* _AIM OF THE EXERCISE_
Reproduce word for word everything from the line containing "Every bridle —" down to the end of the records, and output nothing else.

— begin THE DATA —

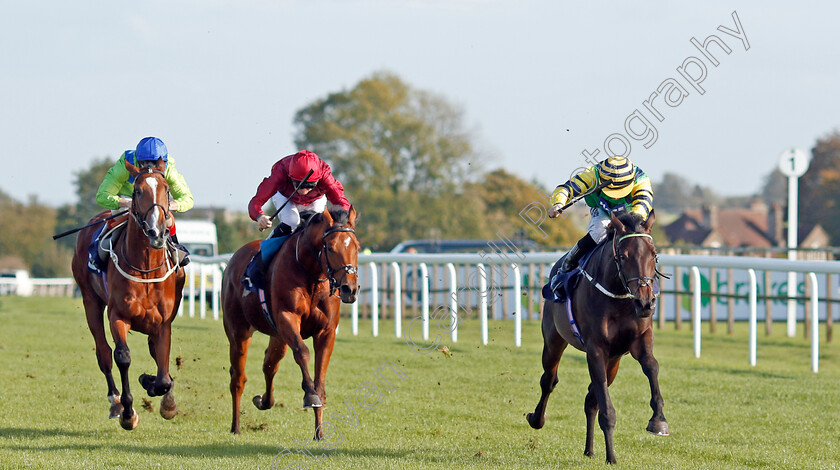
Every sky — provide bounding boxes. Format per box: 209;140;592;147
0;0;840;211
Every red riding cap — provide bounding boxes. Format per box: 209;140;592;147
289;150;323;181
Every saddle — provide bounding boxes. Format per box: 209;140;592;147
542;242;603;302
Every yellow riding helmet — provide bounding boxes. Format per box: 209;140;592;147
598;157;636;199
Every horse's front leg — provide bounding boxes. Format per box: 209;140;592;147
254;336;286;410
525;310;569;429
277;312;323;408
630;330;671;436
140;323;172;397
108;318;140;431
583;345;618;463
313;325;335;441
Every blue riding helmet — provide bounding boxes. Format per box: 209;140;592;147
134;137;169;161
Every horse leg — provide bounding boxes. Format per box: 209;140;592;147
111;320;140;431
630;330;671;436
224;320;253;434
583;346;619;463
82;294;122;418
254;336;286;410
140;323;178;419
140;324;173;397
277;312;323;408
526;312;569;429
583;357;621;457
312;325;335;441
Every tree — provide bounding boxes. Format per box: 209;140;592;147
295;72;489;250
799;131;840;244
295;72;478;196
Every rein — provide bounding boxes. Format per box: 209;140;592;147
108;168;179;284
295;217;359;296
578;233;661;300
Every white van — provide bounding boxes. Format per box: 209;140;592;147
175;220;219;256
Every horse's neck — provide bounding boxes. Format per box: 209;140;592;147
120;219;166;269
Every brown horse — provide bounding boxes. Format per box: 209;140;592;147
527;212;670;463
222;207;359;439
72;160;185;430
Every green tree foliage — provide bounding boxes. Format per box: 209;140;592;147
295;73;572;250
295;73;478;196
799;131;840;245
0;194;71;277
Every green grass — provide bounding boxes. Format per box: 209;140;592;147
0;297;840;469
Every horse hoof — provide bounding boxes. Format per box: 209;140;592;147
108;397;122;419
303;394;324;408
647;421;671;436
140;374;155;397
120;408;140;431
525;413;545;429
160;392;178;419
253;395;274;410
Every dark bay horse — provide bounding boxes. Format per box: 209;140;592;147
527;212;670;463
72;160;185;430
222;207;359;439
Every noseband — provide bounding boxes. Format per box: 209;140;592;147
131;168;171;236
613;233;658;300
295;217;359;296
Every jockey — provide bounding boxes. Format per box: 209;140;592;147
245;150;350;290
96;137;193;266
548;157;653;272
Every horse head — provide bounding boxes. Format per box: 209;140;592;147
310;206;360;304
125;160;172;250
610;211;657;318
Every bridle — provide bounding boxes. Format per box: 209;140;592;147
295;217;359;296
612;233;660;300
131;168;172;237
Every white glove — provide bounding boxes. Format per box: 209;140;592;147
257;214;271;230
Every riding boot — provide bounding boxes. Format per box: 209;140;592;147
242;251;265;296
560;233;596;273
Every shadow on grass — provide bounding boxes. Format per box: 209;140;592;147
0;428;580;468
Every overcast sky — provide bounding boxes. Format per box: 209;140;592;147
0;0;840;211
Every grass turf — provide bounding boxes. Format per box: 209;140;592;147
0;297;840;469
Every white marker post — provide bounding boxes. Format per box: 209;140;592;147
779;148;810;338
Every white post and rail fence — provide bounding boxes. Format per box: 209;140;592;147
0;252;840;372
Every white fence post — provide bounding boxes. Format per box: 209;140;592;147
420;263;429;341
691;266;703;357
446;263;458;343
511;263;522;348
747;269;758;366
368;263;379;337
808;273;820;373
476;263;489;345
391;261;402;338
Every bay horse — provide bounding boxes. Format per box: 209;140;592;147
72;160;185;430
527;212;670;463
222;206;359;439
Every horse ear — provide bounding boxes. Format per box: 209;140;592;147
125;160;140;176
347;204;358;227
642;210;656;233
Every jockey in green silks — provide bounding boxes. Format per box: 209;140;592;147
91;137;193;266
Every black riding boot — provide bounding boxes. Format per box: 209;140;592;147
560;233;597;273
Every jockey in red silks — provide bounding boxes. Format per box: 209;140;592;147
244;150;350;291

— end THE DATA —

* _SOLUTION FOR THIS TASK_
Every bridle — provide bounding boxes. Format per box: 209;140;592;147
295;217;359;296
612;233;660;300
131;168;172;237
Every white glove — provide bounding boxes. Format per box: 209;140;592;147
257;214;271;230
Every riding boot — provide bounding boxes. Format per box: 209;140;592;147
242;251;265;296
560;233;596;273
Every shadow on grass — provide bounding boxes. Format per box: 209;140;592;147
0;428;580;468
Every overcast sky — provide bounding boxes. Format per box: 209;140;592;147
0;0;840;211
Every grass turf — provide bounding boxes. Format per box: 209;140;592;147
0;297;840;469
Every white marker post — provide bounding boxes. Format per box: 209;140;592;147
779;148;810;338
Every white post and rail fence — provide bounding boxes. Format per box: 209;140;592;147
0;252;840;372
Every white fence post — provide bounding boxes. Format per box: 209;140;592;147
420;263;429;341
691;266;703;357
446;263;458;343
511;263;522;348
747;269;758;366
368;263;379;337
808;273;820;373
476;263;489;345
391;261;402;338
Every bay horse — provide bounding boxes. Format per box: 209;140;592;147
72;160;185;430
527;212;670;463
222;206;359;439
Every horse ear — provide bounding boxes. Format per box: 209;140;592;147
125;160;140;176
347;204;358;227
642;210;656;233
Every jockey in green silks — provide bounding boxes. Format per box: 209;140;592;147
91;137;193;266
Every black riding boot — provide bounding boxes. Format per box: 209;140;592;147
560;233;597;273
Every jockey in red silks — provide bounding boxes. Format per box: 209;140;592;147
244;150;350;291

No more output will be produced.